• _WORK TO DO_: Swap "light" for "bright" in every line from the start of the records down to the line containing "M 108 135 L", and reproduce those lines with nothing else altered.
* begin TASK MATERIAL *
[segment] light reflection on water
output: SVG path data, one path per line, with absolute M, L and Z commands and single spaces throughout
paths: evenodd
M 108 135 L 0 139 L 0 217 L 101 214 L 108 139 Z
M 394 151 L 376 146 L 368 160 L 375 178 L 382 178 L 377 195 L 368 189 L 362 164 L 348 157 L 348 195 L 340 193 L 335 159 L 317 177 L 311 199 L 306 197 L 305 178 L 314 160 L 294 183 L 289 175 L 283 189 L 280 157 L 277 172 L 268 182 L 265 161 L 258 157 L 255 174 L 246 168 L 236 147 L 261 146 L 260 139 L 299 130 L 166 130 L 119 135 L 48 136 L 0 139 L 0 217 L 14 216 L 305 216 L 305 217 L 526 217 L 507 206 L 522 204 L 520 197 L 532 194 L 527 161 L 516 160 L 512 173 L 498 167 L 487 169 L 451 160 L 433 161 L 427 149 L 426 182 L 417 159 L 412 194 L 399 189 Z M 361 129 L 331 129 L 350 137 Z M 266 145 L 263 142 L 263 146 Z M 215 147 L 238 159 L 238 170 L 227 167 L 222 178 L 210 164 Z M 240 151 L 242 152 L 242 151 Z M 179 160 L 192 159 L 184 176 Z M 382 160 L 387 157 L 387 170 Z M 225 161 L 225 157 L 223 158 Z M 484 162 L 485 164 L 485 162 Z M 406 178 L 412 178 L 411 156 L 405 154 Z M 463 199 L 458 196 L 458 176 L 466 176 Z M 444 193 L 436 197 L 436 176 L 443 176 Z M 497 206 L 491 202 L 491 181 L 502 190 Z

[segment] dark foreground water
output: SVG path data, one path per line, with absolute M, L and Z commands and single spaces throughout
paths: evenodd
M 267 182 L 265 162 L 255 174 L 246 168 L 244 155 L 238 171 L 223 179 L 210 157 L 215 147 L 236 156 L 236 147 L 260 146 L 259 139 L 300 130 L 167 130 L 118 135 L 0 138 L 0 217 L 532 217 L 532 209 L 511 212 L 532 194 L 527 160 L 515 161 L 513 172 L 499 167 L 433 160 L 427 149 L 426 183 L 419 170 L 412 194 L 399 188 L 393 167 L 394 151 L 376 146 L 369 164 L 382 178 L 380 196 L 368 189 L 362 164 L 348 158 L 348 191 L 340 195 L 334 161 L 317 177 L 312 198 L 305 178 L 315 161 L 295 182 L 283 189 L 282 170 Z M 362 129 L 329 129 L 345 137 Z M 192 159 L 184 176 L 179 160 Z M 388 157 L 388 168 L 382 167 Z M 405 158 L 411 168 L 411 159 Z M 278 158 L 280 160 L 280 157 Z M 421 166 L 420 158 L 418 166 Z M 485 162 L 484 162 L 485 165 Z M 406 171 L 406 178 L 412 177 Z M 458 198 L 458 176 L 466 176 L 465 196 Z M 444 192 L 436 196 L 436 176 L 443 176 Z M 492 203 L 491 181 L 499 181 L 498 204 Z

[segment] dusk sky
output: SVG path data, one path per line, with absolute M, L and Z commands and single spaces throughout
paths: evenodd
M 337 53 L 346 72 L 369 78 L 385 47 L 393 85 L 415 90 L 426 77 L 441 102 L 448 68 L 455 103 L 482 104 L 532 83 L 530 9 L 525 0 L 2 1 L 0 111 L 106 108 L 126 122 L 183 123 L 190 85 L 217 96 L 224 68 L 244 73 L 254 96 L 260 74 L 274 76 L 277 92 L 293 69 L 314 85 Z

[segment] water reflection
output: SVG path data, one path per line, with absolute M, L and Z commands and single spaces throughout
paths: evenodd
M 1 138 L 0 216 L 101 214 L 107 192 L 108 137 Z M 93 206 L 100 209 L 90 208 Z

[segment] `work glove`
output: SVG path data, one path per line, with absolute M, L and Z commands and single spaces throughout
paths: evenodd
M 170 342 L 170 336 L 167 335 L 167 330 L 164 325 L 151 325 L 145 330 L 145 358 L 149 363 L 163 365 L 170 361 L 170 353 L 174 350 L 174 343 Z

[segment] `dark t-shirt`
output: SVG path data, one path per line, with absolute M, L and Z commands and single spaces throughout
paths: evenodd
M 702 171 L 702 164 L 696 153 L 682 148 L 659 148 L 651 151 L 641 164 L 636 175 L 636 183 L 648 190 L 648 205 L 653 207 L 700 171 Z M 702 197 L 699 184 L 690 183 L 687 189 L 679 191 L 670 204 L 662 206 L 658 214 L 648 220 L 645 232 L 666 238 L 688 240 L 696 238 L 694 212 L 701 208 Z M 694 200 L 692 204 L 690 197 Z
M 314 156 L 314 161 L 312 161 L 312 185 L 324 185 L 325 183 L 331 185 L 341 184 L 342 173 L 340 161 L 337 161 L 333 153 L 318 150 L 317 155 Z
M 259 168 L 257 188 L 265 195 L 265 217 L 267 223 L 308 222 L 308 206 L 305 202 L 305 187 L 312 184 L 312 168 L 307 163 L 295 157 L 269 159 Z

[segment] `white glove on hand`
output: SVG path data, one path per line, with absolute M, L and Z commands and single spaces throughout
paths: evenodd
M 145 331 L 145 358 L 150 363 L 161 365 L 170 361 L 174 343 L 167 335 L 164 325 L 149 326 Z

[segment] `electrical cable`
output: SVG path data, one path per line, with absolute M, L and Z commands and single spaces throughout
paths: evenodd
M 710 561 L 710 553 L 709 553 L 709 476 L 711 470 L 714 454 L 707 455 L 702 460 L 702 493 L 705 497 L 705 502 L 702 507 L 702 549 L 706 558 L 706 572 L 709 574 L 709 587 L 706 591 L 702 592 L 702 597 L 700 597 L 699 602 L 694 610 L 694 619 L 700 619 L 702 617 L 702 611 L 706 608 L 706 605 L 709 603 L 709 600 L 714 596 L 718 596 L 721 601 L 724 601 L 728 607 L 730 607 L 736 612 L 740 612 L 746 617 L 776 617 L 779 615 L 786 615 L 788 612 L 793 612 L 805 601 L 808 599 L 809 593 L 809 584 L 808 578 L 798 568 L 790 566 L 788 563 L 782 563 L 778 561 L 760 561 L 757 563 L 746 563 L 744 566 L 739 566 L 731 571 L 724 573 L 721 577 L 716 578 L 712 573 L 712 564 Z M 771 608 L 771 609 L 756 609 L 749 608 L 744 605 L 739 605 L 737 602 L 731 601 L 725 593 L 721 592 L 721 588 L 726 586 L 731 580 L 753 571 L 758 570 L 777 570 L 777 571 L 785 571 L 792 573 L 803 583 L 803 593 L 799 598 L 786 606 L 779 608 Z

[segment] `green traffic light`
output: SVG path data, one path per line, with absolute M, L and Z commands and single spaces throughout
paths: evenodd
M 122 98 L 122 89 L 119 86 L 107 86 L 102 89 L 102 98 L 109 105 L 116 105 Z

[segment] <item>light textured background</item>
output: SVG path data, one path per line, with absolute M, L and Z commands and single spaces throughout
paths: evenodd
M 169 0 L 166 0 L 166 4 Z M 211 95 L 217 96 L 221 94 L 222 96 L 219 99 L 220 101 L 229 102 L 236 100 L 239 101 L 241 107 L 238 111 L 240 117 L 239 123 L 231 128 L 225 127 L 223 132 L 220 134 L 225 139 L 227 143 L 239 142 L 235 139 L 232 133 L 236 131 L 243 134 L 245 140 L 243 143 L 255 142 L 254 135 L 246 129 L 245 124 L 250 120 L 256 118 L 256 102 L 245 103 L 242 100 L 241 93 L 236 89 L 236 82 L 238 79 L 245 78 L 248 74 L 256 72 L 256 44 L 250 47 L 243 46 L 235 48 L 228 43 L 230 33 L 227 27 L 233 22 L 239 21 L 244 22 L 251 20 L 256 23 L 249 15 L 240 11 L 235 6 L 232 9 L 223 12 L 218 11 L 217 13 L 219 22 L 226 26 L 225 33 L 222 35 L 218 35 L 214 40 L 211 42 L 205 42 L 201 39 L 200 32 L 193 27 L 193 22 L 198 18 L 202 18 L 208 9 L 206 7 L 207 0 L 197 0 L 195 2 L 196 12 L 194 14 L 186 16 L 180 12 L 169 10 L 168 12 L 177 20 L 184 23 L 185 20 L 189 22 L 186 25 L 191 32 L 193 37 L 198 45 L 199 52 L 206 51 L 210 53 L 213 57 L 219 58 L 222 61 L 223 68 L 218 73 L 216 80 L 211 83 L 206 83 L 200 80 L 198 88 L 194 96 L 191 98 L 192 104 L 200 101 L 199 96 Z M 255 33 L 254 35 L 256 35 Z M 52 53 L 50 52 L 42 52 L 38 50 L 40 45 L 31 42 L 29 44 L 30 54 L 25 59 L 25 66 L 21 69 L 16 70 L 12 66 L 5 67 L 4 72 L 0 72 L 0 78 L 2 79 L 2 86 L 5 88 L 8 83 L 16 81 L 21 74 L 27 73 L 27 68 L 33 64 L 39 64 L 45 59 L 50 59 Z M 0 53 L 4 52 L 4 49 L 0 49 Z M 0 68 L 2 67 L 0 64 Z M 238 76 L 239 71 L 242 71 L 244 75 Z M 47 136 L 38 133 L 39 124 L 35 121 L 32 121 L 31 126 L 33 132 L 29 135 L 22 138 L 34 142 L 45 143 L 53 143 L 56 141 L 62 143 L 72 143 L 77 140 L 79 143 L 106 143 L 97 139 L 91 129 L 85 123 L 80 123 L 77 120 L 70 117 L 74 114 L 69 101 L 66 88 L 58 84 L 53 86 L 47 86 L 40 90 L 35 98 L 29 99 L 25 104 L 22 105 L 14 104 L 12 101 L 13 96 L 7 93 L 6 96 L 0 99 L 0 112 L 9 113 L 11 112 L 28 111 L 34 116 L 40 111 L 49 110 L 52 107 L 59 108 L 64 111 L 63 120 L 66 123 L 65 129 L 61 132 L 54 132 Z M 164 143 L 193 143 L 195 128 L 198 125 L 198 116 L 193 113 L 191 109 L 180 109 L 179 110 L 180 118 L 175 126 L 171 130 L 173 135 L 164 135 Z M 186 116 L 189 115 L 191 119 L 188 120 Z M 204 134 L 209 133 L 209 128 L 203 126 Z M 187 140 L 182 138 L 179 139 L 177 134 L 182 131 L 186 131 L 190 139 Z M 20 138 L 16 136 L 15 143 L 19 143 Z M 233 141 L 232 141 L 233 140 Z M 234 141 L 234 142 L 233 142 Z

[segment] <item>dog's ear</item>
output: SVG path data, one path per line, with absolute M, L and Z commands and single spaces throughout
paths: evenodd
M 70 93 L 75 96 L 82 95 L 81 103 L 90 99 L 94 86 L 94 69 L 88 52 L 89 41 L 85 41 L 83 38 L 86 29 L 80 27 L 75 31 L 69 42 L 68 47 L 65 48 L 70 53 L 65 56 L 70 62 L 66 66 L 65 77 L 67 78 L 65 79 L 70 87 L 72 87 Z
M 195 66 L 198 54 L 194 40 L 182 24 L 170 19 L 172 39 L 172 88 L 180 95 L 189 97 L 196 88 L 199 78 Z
* end TASK MATERIAL *
• _WRITTEN RESPONSE_:
[segment] bright reflection on water
output: SVG path data, one path per line, with absolute M, L and Z commands and single spaces throughout
paths: evenodd
M 108 135 L 0 139 L 0 217 L 101 214 L 108 139 Z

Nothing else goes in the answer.